*** INPUT MATERIAL ***

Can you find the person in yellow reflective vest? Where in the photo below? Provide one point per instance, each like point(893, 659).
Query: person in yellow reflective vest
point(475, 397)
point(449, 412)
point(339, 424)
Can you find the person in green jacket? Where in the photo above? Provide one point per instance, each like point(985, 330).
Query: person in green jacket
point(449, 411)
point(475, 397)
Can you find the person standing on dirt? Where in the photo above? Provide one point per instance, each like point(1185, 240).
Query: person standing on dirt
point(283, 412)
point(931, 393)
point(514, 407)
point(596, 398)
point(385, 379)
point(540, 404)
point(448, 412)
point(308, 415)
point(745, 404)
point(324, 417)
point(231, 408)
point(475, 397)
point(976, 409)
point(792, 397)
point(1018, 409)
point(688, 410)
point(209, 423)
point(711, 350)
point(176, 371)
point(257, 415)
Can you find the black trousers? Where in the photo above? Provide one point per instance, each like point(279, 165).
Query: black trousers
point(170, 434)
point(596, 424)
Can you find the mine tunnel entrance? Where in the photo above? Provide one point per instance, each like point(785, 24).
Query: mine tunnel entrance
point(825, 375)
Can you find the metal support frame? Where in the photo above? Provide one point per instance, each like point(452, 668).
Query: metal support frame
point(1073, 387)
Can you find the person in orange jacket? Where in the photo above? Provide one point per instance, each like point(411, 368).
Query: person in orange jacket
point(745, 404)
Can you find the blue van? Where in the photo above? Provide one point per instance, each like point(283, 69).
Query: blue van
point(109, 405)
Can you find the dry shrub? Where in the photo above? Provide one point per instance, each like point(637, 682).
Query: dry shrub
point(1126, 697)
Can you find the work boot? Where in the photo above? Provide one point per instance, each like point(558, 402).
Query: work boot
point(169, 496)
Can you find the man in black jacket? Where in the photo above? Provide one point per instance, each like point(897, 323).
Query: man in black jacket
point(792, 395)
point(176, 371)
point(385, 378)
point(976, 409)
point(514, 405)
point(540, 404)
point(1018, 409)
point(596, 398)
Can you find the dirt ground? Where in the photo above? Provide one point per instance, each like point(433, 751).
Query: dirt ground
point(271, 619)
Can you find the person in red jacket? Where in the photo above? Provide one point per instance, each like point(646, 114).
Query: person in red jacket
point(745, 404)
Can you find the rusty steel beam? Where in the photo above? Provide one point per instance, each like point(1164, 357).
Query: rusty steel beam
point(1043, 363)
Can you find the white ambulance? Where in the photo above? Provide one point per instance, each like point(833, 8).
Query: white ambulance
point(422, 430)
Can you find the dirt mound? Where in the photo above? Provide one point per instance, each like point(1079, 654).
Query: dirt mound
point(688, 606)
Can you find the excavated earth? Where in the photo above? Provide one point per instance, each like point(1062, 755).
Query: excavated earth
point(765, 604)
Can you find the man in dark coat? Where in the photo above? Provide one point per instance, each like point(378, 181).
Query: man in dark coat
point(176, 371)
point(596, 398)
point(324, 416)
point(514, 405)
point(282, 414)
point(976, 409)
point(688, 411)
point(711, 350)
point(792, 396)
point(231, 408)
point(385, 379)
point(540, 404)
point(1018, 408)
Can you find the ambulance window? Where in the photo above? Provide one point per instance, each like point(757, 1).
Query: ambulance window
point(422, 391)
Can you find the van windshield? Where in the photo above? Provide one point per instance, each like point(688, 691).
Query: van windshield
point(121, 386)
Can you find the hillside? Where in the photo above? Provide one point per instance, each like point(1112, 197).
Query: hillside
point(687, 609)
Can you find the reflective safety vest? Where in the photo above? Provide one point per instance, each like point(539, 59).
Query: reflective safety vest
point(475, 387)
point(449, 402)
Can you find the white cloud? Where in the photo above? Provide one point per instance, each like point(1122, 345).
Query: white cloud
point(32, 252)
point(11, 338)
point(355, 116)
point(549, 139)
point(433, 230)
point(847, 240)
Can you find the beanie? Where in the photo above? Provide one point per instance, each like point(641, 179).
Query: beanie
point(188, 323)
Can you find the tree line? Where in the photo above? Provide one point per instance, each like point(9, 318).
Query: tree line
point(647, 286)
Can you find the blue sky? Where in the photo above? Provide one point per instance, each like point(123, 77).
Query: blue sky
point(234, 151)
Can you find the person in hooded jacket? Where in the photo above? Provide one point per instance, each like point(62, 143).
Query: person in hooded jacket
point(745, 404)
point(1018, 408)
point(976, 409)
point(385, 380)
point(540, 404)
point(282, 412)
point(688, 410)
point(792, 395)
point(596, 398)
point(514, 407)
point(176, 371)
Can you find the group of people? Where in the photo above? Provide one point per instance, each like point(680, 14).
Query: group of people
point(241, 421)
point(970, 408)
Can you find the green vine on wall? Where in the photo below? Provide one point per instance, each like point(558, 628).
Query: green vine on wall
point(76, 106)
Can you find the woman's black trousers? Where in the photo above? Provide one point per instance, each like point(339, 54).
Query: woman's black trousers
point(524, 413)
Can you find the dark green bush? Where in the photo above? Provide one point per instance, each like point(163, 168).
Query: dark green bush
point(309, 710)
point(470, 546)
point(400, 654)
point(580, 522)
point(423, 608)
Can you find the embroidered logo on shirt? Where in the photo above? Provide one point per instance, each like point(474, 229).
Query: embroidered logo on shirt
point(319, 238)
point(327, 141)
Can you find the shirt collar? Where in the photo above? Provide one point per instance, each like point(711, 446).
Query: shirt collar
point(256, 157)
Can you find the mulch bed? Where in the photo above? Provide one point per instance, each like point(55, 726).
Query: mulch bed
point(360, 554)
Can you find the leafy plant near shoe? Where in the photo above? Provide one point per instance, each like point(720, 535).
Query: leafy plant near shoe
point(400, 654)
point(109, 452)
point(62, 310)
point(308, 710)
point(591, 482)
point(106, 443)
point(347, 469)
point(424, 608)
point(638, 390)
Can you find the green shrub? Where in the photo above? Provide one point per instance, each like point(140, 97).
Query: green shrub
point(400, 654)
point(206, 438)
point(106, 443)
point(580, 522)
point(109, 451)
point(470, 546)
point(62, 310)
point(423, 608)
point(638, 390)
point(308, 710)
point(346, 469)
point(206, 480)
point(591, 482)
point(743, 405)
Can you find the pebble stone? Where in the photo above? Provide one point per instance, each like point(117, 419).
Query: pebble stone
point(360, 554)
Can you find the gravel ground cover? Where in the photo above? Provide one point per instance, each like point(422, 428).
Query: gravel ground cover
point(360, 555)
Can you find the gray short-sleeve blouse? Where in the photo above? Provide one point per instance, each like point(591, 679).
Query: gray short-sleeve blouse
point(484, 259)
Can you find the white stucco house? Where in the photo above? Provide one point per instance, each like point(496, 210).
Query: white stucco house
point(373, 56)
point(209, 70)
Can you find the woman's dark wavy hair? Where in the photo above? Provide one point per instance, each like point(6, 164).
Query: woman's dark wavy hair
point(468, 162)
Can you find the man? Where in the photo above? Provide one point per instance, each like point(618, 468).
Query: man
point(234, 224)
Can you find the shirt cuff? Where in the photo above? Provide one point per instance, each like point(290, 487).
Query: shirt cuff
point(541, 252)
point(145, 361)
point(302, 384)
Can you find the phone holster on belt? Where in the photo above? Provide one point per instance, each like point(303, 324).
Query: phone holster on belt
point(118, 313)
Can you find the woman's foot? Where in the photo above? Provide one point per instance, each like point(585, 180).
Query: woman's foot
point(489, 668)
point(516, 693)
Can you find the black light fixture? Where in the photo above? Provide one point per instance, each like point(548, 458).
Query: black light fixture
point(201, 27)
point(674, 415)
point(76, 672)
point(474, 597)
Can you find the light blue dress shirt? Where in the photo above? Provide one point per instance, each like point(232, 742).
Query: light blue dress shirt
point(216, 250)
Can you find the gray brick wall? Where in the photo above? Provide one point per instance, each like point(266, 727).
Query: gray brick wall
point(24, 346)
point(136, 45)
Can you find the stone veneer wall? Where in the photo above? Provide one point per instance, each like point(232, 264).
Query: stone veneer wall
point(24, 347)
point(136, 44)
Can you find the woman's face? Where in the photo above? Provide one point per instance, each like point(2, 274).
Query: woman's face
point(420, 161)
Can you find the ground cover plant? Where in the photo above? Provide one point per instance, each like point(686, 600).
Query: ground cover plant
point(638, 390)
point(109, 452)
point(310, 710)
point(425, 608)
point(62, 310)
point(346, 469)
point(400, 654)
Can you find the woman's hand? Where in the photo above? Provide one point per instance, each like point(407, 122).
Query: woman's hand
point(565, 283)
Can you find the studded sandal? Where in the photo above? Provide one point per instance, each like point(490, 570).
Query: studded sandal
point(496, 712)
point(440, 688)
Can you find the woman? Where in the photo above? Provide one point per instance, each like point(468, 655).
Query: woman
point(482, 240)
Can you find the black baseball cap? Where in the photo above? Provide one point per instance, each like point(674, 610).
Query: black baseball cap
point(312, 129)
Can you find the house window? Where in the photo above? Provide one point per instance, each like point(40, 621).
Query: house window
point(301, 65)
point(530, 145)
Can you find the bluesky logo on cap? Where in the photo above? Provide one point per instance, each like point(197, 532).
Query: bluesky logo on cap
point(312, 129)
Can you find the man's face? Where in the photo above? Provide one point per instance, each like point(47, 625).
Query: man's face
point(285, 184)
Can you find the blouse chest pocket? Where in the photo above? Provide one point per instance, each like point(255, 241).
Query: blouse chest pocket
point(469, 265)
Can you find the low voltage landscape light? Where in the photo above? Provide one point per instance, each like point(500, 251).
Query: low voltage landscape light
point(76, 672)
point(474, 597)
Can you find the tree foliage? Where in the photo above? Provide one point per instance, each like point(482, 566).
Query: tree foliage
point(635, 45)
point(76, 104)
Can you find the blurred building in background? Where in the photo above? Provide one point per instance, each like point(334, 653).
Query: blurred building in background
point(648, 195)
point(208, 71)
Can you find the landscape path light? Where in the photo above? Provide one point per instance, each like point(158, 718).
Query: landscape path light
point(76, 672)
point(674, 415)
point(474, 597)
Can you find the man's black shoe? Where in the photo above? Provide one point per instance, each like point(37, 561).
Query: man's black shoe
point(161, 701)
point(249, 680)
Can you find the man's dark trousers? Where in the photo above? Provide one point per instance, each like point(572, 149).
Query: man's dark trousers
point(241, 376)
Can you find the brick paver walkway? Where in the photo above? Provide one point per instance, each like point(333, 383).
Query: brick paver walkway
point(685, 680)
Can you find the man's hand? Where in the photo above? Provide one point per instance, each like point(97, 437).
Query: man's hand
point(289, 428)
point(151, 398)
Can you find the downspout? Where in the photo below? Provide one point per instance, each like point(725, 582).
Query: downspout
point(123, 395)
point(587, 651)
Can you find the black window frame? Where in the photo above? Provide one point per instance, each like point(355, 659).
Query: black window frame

*** End of INPUT MATERIAL ***

[DIRECTIONS FOR THIS TASK]:
Each line above from the one with "Query: excavated earth" up to and including the one with "Can you find the man in dark" must be set down exactly, and no line outside that span may appear.

[EXERCISE RESULT]:
Query: excavated earth
point(765, 604)
Can you find the man in dark coat? Where in the photo above? Provide one point per instance, each like point(378, 181).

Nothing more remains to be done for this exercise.